The records follow. Transcribe only the lines from the line containing "Where can the green" through the end, both ends included, and leave out the pictures.

★ ★ ★

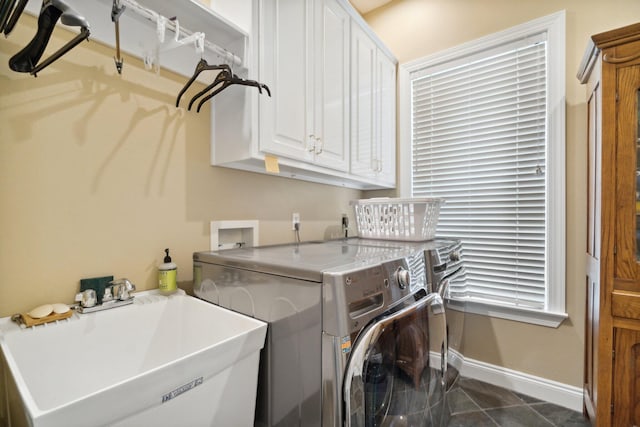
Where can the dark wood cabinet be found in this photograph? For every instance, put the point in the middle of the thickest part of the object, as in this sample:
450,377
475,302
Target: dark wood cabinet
611,72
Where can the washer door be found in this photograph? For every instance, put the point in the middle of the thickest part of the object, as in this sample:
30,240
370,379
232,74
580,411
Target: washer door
393,376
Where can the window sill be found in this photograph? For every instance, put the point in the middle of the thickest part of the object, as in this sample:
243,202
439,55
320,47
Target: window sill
518,314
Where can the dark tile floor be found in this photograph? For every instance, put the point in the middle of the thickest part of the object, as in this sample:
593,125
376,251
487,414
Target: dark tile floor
478,404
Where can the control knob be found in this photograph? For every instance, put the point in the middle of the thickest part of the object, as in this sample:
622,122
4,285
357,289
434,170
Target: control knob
403,277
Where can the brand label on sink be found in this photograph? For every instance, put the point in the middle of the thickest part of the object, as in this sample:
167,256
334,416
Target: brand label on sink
182,389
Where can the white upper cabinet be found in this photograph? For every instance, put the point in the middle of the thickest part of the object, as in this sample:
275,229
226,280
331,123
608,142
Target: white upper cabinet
331,116
373,103
305,53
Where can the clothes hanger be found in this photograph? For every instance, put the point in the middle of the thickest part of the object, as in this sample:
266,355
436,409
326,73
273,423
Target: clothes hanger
221,77
6,6
25,61
200,67
234,80
17,12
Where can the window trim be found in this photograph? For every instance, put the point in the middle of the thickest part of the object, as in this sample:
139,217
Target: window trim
554,25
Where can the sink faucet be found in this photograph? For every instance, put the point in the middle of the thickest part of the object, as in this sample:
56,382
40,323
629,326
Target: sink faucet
121,289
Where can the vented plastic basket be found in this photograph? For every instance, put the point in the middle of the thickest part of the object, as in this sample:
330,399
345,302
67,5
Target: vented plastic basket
412,219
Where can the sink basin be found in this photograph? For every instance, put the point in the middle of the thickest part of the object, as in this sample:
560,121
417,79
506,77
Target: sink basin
169,361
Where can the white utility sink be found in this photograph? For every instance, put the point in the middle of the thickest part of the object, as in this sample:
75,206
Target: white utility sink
162,361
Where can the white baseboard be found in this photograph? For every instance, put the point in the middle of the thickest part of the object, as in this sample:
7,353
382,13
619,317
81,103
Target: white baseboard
551,391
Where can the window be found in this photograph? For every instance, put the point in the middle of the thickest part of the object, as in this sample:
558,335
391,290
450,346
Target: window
483,128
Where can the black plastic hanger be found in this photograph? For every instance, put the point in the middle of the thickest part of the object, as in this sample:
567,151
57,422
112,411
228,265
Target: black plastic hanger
233,80
25,61
6,6
221,77
17,12
200,67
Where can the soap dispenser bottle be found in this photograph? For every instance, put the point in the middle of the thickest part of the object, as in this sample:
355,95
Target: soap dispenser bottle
167,273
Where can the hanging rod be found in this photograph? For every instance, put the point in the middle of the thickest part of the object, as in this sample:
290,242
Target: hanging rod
155,17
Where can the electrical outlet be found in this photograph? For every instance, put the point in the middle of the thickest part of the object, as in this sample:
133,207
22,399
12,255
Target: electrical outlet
295,219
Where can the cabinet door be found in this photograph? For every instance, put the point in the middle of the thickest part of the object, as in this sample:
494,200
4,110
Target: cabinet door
331,124
285,39
363,106
627,259
626,393
386,151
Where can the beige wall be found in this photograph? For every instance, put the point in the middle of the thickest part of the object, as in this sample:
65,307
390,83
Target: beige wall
416,28
99,173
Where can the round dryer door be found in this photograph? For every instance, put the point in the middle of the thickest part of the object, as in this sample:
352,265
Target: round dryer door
395,374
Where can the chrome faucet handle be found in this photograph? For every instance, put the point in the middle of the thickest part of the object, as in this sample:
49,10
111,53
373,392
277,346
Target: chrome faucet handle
122,289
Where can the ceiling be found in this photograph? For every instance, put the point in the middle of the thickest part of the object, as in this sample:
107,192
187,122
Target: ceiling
365,6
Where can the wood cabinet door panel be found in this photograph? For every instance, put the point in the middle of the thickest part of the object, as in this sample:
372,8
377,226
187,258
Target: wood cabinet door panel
627,264
626,390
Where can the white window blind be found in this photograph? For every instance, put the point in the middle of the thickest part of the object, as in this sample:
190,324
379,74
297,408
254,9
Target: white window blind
479,140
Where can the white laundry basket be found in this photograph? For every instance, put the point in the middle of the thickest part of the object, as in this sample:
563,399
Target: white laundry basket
412,219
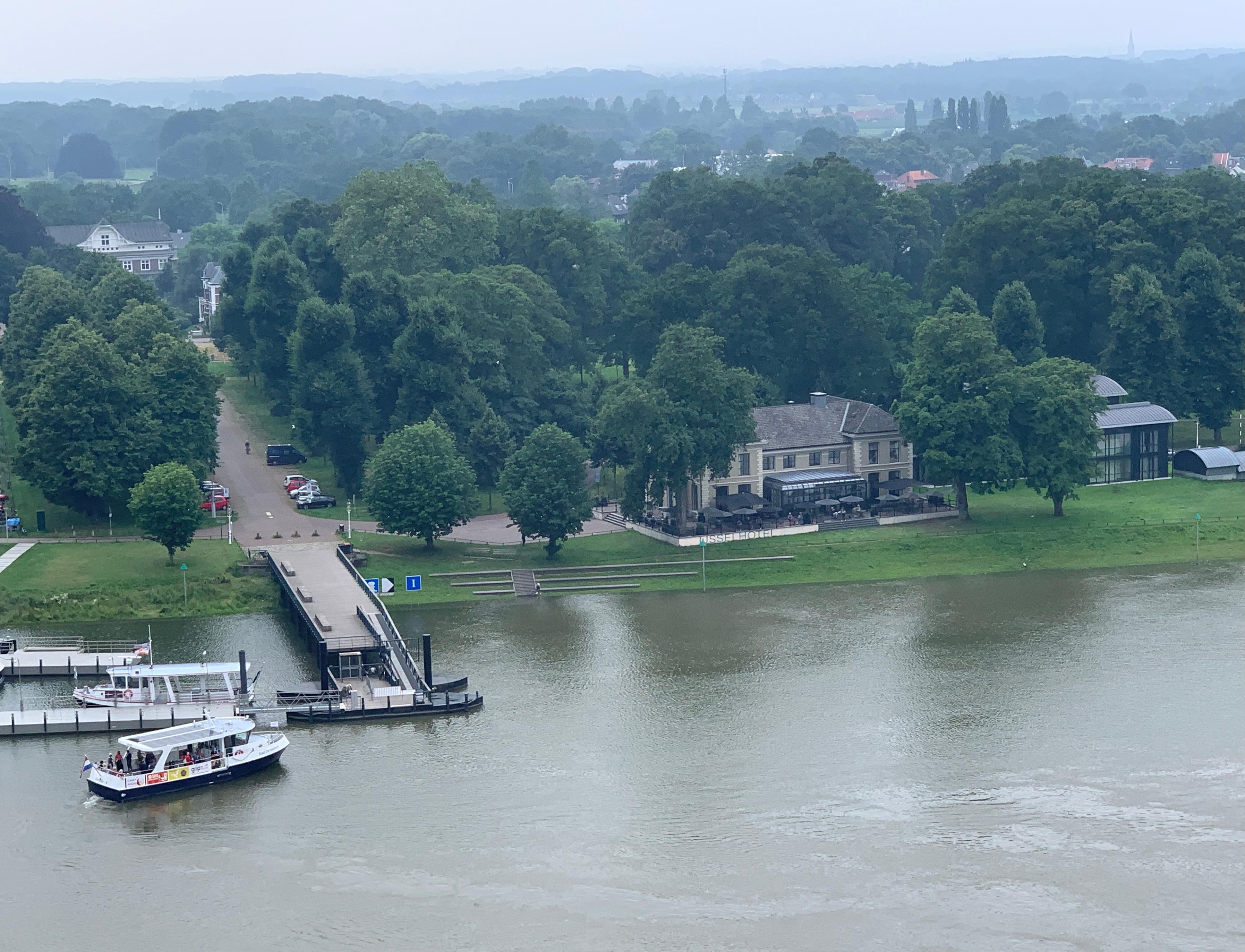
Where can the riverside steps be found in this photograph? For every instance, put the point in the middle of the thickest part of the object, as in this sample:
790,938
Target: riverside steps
366,668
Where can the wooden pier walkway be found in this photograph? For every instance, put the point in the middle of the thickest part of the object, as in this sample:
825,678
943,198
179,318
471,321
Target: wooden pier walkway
340,614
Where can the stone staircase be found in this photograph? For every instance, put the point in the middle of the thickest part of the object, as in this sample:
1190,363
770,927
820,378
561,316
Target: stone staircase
828,526
525,584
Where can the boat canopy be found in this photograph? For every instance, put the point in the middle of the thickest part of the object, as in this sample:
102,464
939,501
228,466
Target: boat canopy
194,734
176,671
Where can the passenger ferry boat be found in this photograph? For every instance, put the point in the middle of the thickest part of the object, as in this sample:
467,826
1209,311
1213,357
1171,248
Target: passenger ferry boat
135,685
181,758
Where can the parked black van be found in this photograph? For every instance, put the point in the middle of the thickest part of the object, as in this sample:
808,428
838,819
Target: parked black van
283,455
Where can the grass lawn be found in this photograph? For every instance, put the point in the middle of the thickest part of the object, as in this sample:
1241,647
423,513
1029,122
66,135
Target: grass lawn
68,582
1130,524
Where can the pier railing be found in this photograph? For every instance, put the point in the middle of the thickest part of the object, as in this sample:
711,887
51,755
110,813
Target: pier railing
389,630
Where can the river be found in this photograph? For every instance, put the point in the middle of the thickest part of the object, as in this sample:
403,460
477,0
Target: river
1018,762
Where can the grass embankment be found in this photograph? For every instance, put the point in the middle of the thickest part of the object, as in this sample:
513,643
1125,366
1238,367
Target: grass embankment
1109,527
73,582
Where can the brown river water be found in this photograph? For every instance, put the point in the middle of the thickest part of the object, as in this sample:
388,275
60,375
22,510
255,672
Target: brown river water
1050,761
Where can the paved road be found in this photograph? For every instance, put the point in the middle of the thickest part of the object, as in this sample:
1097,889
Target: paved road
259,499
262,506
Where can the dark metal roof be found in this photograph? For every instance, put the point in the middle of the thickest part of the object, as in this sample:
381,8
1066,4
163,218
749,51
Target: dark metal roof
134,232
796,478
1107,387
1211,457
1133,415
791,426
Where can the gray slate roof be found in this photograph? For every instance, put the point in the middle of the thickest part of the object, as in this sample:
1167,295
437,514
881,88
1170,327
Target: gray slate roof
1133,415
1107,387
791,426
136,232
1216,457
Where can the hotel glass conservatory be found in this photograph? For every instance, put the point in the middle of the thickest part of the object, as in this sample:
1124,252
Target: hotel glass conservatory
811,486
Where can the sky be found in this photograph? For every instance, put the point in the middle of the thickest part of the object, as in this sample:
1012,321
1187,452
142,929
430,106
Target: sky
68,39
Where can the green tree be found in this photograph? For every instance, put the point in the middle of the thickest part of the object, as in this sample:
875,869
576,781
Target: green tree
114,292
166,506
488,446
532,190
88,156
330,395
1018,326
420,484
43,302
410,220
86,434
1055,422
1213,330
958,397
545,487
684,419
279,284
1145,353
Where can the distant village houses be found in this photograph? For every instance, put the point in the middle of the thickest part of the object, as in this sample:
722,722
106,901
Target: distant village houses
144,248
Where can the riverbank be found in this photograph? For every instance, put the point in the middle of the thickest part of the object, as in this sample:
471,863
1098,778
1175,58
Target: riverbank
73,582
1109,527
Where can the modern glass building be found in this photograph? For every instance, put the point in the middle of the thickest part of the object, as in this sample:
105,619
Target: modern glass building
1135,437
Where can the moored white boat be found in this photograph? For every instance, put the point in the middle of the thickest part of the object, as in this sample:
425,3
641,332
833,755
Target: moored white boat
134,685
181,758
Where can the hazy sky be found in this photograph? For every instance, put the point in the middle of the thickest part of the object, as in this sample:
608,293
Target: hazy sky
70,39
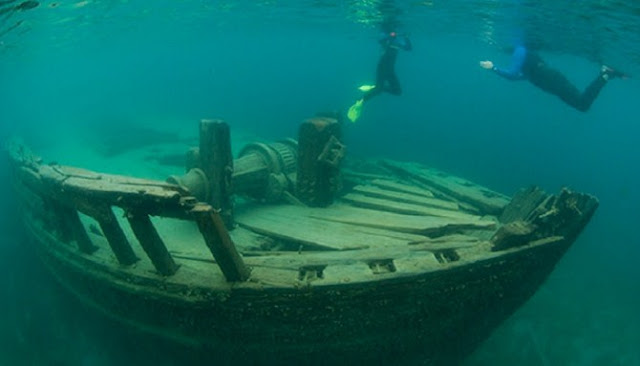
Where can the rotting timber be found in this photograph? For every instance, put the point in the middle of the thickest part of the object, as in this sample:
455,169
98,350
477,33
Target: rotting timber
321,260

★ ★ ★

OUTPUT OF THE TASK:
Where can the green tree be found in this photograph? For every instance, put the point in the middle of the thickest part of the object, as in this sample:
875,869
576,781
Target: green tree
114,292
166,506
488,446
532,190
88,156
330,395
1018,326
420,484
43,302
410,220
86,434
1055,422
1213,330
958,397
545,487
684,419
279,284
1145,353
Where can the distant village houses be found in this photograph? For every instance, put the point in the middle of the thickest part of the object, as in this sample:
722,722
106,901
Target: distant village houses
144,248
Where can the riverbank be found in this photograph? For every instance, put the point in the middle of the thickest part of the object, as in this sample:
471,863
1098,778
1175,58
Target: riverbank
73,582
1109,527
Where can the modern glass building be found in this photograph? For every instance, put the point in the middle of the thickest part of the object, as in this sample:
105,619
Target: modern glass building
1135,437
Where can the moored white boat be found in this photograph? For every instance, put the point in the middle of the thickest part of the object, as in this sample:
425,3
641,332
833,755
Target: moored white boat
134,685
181,758
Where can the hazy sky be found in this photograph? For every instance, put the point in the middle of the thickest part of the object, as in this sample:
608,293
Target: hazy sky
70,39
Where can the rotting timber be found in this photograph? For every instance, put the point in the middle of the thickest part of the object, as in this sample:
455,169
98,350
477,33
Target: rotting timber
321,260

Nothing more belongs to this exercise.